A pandemia mudou drasticamente as relações sociais, em especial na dinâmica do trabalho. Mas há um reflexo perverso e imediato.
O número de jovens que, diante da falta de renda dos pais, da dificuldade de acesso físico e da incapacidade de acesso remoto, se tornaram ‘nem-nem’ um contingente de pessoas entre 18 e 24 anos que não estuda nem trabalha.
Mas isso não significa que eles não se importam com o futuro. Uma pesquisa da Organização para a Cooperação e Desenvolvimento Econômico (OCDE) trouxe um dado alarmante: 35,9% dos jovens brasileiros estão fora das salas de aulas e da força de trabalho, o que coloca o País com o segundo maior porcentual do ranking.
Na prática isso diz muito, especialmente na economia. Primeiro porque a renda desse cidadão tende a ser muito menor. No desespero de arrumar emprego ele aceita subtrabalhos e são submetidos a salários inferiores ao mínimo. Em segundo, porque a baixa qualificação derruba a produtividade nacional.
Segundo o Ipea, cada jovem que adentra a vida adulta sem experiência profissional ou diploma de ensino superior pode perder, em média, R$ 20 mil em proventos ao ano.
Pelos dados do IBGE são 14 milhões de jovens nessa categoria, o que representa uma perda de PIB na casa dos R$ 280 bilhões a cada 12 meses. E quem são esses jovens? Em sua maioria, negros e de periferias.
A estimativa do Ipea é que cerca de 60% deles se incluam nesse recorte. Para Paloma Martins, doutora em pedagogia e representante brasileira no Conselho Educacional da ONU, o cenário não é o pior possível. “Significa que o poder público pode chegar nesse jovem. Não são pessoas que não querem estudar ou trabalhar, elas não conseguem.”
Na ONU Paloma defende uma frente de combate que envolva saúde pública e segurança. “Parte das jovens tem filhos e não consegue sair, ou tem problemas de segurança na comunidade.” Por isso o papel do poder público. “Não adianta abrir escolas e esperar que as pessoas apareçam.” Para ela, inclusive, nem se trata de falta de recurso público, o problema é gestão. “Uma cartilha escolar dos tempos da ditadura.

══════════

Instruções do exercício |
1. Diga se cada afirmação abaixo está de acordo com o trecho sobre os jovens nem-nem, respondendo sim ou não e citando literalmente as palavras do trecho que decidem a resposta.
(a) Segundo a pesquisa da OCDE, o Brasil tem o maior porcentual do ranking.
(b) Pelos dados do IBGE, há 14 milhões de jovens nessa categoria.
(c) Para Paloma Martins, o problema é a falta de recurso público.
2. Resuma o trecho sobre os jovens nem-nem em duas frases.
3. Imprima, por favor, a parte do trecho sobre os jovens nem-nem que começa nas palavras "O número de" e termina depois das palavras "a produtividade nacional.".
A listagem não tem relação com o trecho sobre os jovens nem-nem.

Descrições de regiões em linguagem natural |
══════════

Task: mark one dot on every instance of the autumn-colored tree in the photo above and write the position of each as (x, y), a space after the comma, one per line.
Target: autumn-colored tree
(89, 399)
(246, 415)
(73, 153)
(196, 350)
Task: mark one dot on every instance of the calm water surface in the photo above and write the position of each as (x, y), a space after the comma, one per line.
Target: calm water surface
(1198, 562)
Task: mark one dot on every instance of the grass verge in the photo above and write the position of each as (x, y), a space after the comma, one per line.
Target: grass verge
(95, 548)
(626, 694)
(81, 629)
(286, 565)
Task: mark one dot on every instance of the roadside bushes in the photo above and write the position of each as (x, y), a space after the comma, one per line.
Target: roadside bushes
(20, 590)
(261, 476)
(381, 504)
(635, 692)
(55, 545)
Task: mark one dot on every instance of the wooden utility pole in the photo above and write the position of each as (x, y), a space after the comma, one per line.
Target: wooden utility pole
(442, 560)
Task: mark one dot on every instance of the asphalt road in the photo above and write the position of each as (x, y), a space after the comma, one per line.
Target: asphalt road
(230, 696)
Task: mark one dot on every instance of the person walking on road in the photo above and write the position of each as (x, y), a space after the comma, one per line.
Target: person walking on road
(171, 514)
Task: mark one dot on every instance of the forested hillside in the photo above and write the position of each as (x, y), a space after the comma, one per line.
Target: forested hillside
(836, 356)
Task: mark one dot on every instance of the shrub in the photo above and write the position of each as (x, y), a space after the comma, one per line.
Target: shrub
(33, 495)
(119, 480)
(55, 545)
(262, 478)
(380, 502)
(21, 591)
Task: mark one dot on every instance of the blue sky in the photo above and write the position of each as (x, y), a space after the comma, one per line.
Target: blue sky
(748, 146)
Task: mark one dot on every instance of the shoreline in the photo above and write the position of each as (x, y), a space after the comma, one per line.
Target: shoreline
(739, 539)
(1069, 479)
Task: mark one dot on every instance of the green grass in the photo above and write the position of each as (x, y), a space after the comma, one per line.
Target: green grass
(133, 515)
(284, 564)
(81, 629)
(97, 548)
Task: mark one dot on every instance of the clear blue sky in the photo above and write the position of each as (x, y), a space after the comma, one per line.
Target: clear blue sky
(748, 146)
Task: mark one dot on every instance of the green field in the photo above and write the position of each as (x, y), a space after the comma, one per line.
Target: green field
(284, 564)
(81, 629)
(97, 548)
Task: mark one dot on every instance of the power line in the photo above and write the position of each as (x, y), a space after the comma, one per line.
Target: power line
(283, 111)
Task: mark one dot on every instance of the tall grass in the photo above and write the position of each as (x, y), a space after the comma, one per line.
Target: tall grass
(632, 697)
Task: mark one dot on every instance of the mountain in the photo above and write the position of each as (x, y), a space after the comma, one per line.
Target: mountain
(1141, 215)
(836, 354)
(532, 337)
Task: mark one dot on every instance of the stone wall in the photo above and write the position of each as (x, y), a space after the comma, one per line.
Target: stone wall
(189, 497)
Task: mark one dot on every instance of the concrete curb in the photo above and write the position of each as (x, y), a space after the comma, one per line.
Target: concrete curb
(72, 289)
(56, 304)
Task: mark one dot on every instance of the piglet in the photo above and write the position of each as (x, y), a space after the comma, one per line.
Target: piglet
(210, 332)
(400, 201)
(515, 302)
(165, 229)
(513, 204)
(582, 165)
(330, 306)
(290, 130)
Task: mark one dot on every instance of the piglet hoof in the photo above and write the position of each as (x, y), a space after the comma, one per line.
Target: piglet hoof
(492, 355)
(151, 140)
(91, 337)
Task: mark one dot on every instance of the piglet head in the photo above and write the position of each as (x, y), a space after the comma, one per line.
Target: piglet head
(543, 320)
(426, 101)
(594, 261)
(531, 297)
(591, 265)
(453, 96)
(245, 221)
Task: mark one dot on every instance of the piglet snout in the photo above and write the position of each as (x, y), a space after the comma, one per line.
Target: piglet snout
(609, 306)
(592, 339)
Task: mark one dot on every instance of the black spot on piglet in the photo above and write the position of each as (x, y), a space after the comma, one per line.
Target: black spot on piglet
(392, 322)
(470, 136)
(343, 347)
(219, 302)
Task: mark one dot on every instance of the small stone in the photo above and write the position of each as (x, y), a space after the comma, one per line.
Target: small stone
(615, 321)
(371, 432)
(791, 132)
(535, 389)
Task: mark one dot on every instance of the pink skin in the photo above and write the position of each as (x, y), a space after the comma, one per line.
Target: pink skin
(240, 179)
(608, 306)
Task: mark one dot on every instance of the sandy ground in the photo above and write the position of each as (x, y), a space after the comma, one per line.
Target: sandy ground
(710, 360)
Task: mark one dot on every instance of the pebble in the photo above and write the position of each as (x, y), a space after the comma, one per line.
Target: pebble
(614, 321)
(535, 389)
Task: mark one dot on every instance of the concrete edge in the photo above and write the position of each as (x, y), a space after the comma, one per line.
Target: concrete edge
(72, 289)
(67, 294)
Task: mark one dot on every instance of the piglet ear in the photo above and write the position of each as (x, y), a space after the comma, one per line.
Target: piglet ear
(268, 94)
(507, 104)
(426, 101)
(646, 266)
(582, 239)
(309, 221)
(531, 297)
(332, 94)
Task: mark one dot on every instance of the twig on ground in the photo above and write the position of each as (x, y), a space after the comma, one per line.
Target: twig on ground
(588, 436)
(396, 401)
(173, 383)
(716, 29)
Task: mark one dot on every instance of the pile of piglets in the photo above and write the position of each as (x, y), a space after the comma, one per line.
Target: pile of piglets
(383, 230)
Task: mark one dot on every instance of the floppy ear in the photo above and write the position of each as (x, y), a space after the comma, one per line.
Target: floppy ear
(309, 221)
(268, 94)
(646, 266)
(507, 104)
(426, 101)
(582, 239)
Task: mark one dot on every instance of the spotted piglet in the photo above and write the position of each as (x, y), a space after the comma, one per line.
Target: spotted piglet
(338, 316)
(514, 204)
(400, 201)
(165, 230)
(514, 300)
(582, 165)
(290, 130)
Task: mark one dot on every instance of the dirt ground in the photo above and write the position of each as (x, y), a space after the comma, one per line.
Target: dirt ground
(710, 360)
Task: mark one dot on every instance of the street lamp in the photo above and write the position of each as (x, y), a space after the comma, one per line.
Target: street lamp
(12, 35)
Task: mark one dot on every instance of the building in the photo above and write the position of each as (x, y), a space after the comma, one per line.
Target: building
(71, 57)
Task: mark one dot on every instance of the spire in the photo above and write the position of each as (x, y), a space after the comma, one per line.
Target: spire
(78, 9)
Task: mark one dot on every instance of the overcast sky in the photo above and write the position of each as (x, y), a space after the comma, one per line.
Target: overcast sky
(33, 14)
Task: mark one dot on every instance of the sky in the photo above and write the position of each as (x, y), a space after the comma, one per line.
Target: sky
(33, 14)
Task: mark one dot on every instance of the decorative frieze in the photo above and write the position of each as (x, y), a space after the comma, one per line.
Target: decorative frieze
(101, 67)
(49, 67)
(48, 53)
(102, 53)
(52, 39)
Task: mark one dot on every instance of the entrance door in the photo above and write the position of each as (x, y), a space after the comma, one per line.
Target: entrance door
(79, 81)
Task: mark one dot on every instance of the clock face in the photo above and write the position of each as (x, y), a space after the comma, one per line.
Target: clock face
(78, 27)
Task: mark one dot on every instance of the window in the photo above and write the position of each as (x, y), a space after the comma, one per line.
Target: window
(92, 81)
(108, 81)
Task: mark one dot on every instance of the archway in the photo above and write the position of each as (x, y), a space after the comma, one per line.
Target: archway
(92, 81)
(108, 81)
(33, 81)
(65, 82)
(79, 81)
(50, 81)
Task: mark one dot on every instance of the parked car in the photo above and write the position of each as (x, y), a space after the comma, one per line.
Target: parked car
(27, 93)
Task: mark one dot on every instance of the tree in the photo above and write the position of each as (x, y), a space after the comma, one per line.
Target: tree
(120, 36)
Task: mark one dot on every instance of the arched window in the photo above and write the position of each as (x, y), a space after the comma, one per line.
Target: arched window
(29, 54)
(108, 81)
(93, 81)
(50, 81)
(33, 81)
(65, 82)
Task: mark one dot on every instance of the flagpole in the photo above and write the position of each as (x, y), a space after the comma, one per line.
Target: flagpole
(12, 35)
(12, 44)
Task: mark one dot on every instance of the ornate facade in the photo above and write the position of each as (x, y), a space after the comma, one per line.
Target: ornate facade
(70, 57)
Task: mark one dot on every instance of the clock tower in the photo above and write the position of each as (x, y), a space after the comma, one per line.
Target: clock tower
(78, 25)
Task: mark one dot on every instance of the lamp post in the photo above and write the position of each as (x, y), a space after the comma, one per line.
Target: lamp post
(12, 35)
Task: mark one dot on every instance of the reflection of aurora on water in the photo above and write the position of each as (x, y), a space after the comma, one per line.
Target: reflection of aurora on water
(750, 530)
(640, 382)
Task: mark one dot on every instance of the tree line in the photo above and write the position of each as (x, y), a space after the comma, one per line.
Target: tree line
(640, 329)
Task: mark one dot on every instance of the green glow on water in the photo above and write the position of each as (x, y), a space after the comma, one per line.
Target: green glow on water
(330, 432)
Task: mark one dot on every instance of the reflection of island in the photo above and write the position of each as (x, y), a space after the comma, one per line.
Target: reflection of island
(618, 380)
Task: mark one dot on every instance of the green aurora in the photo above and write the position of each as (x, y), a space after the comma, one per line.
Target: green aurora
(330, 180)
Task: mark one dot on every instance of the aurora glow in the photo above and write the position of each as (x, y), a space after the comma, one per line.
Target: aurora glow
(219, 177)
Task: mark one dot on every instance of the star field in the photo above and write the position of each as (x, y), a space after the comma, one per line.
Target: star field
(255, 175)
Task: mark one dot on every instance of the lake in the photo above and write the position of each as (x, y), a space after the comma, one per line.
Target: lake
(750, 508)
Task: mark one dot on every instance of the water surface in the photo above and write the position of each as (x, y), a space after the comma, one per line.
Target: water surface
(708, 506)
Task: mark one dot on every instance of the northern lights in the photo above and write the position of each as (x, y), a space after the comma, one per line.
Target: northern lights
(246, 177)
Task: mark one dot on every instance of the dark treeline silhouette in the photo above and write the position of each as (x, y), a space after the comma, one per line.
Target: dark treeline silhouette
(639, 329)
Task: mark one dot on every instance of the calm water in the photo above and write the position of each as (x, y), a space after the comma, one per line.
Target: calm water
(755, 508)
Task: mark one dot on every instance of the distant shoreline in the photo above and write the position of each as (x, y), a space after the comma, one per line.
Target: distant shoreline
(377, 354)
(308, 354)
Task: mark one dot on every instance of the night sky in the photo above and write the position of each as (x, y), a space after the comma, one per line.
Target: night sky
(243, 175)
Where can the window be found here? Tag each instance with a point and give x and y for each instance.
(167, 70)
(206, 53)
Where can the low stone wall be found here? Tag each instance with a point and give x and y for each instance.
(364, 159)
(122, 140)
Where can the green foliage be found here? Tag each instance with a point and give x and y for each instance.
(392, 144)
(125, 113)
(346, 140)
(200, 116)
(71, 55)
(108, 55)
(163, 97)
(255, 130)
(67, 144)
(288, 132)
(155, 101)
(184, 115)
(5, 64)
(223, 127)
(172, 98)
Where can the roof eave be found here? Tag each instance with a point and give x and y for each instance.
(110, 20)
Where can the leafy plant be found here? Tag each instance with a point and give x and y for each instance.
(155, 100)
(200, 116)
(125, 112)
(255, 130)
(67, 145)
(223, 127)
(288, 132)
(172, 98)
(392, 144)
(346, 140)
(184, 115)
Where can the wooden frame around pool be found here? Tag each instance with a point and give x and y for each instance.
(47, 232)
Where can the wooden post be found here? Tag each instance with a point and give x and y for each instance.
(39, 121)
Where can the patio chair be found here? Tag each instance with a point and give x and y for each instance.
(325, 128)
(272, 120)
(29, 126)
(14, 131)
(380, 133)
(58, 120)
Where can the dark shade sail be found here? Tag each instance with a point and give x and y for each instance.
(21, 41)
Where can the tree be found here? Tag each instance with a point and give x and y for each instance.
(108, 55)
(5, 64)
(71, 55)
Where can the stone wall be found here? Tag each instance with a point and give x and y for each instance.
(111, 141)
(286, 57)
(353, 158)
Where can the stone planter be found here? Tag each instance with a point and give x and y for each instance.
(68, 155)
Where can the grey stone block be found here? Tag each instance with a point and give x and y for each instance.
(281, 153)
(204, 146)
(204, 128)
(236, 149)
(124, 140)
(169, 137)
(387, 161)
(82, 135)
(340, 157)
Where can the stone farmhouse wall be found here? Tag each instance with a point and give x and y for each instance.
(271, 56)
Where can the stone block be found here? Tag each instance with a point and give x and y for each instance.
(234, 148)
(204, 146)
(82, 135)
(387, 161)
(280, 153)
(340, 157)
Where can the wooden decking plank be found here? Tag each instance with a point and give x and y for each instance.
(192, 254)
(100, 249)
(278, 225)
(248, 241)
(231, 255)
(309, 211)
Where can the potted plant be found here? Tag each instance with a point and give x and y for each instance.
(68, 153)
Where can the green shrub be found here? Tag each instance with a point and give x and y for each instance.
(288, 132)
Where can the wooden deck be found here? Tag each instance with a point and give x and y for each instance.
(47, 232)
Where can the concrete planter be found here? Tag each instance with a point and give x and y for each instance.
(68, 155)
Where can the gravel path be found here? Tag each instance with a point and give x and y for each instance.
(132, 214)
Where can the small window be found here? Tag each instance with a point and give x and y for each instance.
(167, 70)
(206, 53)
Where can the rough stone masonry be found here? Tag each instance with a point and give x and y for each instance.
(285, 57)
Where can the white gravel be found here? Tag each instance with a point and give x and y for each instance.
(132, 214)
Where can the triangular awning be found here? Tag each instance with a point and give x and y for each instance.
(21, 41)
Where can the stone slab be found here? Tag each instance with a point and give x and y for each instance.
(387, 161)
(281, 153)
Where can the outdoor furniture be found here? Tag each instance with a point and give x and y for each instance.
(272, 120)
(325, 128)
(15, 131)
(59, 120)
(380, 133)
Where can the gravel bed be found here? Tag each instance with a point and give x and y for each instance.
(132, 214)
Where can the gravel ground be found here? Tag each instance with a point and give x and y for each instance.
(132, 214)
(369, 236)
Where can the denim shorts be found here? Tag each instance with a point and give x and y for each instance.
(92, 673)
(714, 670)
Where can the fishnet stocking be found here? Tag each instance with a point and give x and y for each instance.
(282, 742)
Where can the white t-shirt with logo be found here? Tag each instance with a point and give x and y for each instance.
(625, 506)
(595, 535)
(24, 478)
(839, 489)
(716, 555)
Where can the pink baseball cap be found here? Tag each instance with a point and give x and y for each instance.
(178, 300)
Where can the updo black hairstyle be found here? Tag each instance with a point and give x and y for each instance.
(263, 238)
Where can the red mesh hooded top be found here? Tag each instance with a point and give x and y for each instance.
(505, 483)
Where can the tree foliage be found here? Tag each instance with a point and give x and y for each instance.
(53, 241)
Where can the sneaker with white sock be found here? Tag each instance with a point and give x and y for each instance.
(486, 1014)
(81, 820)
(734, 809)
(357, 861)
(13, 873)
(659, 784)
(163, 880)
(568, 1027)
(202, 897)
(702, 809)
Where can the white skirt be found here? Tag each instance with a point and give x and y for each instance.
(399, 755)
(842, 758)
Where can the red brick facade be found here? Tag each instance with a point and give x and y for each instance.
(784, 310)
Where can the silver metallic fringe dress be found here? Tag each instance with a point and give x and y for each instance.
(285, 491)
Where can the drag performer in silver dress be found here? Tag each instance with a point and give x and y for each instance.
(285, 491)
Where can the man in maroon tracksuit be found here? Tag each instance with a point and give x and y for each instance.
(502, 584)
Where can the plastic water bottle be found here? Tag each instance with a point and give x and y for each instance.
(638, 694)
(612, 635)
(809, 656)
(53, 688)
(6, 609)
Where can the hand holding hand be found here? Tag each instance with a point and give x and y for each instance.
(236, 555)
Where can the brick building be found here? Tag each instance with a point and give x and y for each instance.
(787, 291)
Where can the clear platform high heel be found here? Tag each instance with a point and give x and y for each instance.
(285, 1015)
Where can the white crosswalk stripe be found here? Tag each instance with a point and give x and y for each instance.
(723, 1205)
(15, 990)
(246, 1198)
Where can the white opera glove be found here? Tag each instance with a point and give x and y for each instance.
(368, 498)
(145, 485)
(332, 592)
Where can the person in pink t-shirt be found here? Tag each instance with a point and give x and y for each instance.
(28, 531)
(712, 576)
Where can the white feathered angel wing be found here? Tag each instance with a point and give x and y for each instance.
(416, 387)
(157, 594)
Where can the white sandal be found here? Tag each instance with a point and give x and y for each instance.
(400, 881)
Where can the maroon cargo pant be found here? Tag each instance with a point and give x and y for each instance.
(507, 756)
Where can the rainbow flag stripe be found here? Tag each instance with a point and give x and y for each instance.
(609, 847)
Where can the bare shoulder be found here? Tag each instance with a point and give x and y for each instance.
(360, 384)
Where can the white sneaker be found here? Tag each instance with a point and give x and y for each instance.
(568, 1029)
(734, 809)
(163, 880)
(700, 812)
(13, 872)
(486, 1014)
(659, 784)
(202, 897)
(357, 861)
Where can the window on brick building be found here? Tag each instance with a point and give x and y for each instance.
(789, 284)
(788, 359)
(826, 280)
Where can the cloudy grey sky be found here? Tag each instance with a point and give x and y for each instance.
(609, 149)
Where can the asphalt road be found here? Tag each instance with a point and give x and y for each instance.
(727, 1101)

══════════

Respostas esperadas |
1.
(a) Não: "o que coloca o País com o segundo maior porcentual do ranking".
(b) Sim: "Pelos dados do IBGE são 14 milhões de jovens nessa categoria".
(c) Não: "nem se trata de falta de recurso público, o problema é gestão".

2. Segundo uma pesquisa da OCDE, 35,9% dos jovens brasileiros estão fora das salas de aula e da força de trabalho, o que põe o País com o segundo maior porcentual do ranking e, pelos dados do Ipea e do IBGE, representa perdas de renda e de PIB. Para Paloma Martins, esses jovens não estudam nem trabalham porque não conseguem, e ela defende uma frente de combate que envolva saúde pública e segurança.

3.
O número de jovens que, diante da falta de renda dos pais, da dificuldade de acesso físico e da incapacidade de acesso remoto, se tornaram ‘nem-nem’ um contingente de pessoas entre 18 e 24 anos que não estuda nem trabalha.
Mas isso não significa que eles não se importam com o futuro. Uma pesquisa da Organização para a Cooperação e Desenvolvimento Econômico (OCDE) trouxe um dado alarmante: 35,9% dos jovens brasileiros estão fora das salas de aulas e da força de trabalho, o que coloca o País com o segundo maior porcentual do ranking.
Na prática isso diz muito, especialmente na economia. Primeiro porque a renda desse cidadão tende a ser muito menor. No desespero de arrumar emprego ele aceita subtrabalhos e são submetidos a salários inferiores ao mínimo. Em segundo, porque a baixa qualificação derruba a produtividade nacional.